_ABOUT THIS EXERCISE:_ The data beneath this task has to be reprinted character for character.

Recorded data:
..............................

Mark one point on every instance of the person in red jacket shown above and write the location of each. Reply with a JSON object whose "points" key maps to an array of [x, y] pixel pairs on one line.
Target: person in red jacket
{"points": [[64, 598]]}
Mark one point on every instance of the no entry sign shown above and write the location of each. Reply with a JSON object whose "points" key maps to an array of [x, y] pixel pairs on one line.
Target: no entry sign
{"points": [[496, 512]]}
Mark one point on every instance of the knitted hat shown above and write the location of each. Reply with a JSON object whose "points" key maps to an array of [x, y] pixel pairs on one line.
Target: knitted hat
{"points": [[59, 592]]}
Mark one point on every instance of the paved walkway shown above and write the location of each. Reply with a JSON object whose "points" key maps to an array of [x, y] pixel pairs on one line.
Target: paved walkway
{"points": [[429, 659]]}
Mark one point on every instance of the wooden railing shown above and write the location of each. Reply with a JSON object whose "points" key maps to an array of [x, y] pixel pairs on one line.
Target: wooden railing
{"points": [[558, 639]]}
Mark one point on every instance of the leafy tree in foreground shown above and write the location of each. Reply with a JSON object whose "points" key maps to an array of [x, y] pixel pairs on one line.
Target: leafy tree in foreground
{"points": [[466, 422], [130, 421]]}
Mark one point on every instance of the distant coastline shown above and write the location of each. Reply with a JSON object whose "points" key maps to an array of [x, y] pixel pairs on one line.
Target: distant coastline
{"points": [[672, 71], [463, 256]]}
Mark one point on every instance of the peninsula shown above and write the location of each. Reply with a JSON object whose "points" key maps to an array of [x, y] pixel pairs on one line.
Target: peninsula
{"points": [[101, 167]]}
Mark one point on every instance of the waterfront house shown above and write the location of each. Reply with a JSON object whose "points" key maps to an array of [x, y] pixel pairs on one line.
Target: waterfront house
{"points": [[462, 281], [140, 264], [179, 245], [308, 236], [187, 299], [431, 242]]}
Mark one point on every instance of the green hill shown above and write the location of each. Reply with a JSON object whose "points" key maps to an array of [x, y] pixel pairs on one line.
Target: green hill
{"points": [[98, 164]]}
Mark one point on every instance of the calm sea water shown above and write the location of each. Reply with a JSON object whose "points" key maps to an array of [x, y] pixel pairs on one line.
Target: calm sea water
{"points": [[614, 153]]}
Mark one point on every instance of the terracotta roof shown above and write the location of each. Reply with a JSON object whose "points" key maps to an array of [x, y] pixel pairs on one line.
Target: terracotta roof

..............................

_EXPECTED ANSWER:_
Mark one point on every instance of the person in red jacket shown above and write the location of each. Reply with a JSON object whose "points" key maps to an array of [x, y] pixel pairs on one line.
Target: person in red jacket
{"points": [[64, 598]]}
Mark one point on every instance of the no entry sign shown above and write the location of each. Reply with a JSON object whose "points" key maps to an array of [x, y] pixel pairs on one line.
Target: no entry sign
{"points": [[496, 512]]}
Mark one point on every instance of the knitted hat shown above and write the location of each. Reply with a JSON object whose "points" key maps to an array of [x, y] pixel pairs on one line.
Target: knitted hat
{"points": [[59, 592]]}
Mark one point on every instance of the paved walkway shown above and write the location of each. Reply with a JSON object whose "points" key maps to an array of [x, y] pixel pairs on one line.
Target: paved walkway
{"points": [[429, 659]]}
Mark one point on every instance of the wooden railing shown above and write the location of each. Reply with a JSON object whose "points" key maps to an array of [x, y] pixel pairs on one line.
Target: wooden railing
{"points": [[558, 639]]}
Mark one point on every instance of the leafy tree in foreground shown above and write the location of each. Reply with a JSON object whose "points" key maps to an array of [x, y] pixel pairs on one line.
Target: leafy tree in foreground
{"points": [[466, 422], [130, 421]]}
Mark one point on every instance of the distant coastline shown above and write the location of each. Reply with a JSON object whose "points" key maps to an array of [x, y] pixel pairs on one line.
Target: distant coastline
{"points": [[672, 71], [463, 256]]}
Mark one point on every instance of the peninsula shown above and write the location of each. Reply with a JSON object whose "points" key maps to an array of [x, y] pixel pairs on one line.
Target: peninsula
{"points": [[101, 167]]}
Mark one point on every instance of the waterfront house shown above and write the location of each. Reply with a JSON object whose "points" key maps to an array of [x, y] pixel pairs on one line.
Target: waterfront house
{"points": [[462, 281], [140, 264], [179, 245], [308, 236], [187, 299], [431, 242]]}
Mark one point on every instance of the green hill shown above and write the location of each. Reply with a JSON object whose "points" key maps to an array of [x, y] pixel pairs on one line.
Target: green hill
{"points": [[98, 164]]}
Mark one point on every instance of the calm sea water shown above and write the location of each. Reply with a JSON object whose "points" key maps to an array of [x, y] pixel pairs on one line.
Target: calm sea water
{"points": [[614, 153]]}
Mark one point on every instance of the terracotta roof shown above and write the location of each. Reply with a JSON object whose "points" key maps to an array of [x, y] pixel pairs on one line.
Target: terracotta roof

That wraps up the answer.